→ **REQUIREMENT**
Examine the data line by line and report how many lines include the word "rear", with no additional output.

[RECORDS PROVIDED — start]

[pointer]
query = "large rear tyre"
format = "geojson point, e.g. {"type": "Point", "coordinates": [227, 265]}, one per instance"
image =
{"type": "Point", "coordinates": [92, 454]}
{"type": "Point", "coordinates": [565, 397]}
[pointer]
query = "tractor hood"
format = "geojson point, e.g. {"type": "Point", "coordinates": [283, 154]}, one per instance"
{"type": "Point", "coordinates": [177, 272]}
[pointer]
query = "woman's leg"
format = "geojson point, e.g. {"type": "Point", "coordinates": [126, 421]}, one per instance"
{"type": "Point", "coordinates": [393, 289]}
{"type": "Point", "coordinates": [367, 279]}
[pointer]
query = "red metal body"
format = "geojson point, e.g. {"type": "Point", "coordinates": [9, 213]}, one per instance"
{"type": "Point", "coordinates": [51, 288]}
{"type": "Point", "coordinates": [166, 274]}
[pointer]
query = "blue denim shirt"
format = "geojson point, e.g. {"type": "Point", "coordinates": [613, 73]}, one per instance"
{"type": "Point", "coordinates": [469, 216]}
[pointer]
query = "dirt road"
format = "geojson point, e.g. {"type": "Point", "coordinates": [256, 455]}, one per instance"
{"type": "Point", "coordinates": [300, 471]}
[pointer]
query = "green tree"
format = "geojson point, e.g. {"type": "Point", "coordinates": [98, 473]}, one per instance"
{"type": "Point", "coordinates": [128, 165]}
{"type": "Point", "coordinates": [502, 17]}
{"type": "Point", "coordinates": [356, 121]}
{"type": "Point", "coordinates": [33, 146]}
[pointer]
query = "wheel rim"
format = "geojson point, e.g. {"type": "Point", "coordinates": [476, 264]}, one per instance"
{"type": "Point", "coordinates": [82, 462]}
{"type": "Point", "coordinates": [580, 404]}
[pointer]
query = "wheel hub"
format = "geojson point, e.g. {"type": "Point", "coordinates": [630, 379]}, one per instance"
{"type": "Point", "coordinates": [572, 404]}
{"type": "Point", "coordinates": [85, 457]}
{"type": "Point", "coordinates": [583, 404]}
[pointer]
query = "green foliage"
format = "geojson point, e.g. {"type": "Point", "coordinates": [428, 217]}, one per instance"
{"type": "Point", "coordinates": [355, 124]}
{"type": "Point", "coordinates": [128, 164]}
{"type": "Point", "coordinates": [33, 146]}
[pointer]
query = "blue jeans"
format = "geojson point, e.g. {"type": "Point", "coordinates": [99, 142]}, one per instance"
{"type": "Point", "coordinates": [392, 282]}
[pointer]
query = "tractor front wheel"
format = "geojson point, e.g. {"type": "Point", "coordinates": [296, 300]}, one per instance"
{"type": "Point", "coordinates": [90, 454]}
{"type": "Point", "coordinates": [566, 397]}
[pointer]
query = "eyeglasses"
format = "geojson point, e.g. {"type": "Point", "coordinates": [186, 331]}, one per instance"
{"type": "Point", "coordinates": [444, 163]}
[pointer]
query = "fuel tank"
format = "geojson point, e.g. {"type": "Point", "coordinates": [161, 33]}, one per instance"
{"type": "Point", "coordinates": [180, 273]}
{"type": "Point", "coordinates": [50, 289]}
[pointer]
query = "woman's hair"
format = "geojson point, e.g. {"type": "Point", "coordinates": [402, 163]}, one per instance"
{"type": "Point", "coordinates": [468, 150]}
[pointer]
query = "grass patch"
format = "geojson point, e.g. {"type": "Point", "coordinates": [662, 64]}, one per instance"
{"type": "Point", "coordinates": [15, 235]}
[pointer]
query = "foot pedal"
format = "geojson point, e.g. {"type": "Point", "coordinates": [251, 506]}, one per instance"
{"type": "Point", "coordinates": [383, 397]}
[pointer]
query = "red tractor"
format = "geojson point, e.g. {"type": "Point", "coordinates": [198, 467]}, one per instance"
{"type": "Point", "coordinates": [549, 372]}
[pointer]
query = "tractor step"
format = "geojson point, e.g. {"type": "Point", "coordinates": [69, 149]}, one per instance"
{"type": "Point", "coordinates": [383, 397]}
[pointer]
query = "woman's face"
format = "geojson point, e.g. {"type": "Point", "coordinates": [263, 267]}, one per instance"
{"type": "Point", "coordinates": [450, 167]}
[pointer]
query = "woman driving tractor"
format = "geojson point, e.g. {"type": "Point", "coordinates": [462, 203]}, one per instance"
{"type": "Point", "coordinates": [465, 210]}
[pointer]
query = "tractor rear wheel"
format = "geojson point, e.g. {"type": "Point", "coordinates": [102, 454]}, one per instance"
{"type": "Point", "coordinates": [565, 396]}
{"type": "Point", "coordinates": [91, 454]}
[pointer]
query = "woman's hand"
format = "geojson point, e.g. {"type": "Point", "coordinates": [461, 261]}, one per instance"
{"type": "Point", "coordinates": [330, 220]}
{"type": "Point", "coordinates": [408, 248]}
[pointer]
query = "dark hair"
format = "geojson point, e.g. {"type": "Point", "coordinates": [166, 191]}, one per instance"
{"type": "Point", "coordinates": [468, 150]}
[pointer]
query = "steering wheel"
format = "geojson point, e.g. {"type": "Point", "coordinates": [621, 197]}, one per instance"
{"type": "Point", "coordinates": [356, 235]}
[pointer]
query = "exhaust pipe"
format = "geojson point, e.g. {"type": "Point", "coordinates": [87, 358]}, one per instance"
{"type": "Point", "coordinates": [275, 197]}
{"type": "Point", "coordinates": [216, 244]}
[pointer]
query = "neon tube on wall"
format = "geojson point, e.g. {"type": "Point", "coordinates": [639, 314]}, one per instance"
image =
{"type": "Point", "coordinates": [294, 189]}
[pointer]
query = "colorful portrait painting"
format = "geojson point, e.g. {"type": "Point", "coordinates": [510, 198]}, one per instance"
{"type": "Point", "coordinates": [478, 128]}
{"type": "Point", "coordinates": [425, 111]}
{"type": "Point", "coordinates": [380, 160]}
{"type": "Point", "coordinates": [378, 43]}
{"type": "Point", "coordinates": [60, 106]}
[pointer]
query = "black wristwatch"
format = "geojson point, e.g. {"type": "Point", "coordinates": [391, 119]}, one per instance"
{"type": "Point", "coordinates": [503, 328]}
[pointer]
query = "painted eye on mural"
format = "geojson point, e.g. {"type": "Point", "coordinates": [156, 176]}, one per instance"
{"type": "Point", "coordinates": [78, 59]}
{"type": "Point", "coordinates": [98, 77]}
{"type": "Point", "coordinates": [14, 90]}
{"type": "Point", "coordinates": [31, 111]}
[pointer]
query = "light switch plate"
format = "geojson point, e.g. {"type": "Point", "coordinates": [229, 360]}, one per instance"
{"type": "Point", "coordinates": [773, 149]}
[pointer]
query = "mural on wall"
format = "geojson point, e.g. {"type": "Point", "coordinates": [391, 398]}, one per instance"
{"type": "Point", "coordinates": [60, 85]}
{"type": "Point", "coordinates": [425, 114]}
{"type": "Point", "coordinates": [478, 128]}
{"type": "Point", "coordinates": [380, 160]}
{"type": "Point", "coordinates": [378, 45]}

[RECORDS PROVIDED — finish]

→ **ANSWER BOX**
2